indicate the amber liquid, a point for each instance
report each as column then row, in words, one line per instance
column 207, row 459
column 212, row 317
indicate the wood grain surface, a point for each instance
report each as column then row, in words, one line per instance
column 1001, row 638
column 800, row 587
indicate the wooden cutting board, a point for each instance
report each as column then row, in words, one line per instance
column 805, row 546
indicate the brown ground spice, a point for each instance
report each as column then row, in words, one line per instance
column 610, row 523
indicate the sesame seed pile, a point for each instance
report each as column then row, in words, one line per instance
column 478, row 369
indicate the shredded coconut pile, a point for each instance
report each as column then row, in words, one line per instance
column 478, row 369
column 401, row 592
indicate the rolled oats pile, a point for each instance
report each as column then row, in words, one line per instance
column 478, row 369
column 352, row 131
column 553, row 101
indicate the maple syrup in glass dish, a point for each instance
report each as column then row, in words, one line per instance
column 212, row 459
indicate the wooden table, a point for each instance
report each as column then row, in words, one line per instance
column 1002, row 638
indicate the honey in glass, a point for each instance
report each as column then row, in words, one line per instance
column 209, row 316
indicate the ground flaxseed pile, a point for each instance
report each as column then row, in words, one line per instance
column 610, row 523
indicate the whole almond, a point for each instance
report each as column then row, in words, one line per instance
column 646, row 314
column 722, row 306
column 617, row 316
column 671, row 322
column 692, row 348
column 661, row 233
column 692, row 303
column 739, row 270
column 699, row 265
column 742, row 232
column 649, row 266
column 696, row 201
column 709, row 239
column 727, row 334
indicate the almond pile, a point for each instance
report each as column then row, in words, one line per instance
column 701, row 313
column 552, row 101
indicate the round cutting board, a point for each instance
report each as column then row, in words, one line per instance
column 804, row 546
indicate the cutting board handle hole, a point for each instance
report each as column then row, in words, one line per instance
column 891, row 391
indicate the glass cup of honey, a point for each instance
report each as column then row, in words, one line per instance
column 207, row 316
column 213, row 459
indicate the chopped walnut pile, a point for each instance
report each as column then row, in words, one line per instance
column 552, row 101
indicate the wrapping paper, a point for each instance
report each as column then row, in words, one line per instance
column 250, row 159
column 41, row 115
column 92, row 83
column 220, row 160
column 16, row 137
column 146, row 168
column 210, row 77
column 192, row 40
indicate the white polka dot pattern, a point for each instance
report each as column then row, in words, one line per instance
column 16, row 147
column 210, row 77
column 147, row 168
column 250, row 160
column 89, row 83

» Exercise instructions
Starting at the line containing "indicate the wrapping" and ending with the final line of the entries above, render those lines as a numbered list, omitting any blank lines.

» Task answer
1. indicate the wrapping paper, a point for each instance
2. report each as column then row, in words, one line per instance
3. column 250, row 159
4. column 41, row 115
5. column 92, row 83
6. column 220, row 160
7. column 16, row 137
8. column 146, row 168
9. column 210, row 77
10. column 192, row 40
11. indicate the white polka dot pattern, a point for each instance
12. report each as column then row, in words, one line per instance
13. column 16, row 147
14. column 210, row 77
15. column 147, row 168
16. column 250, row 160
17. column 89, row 83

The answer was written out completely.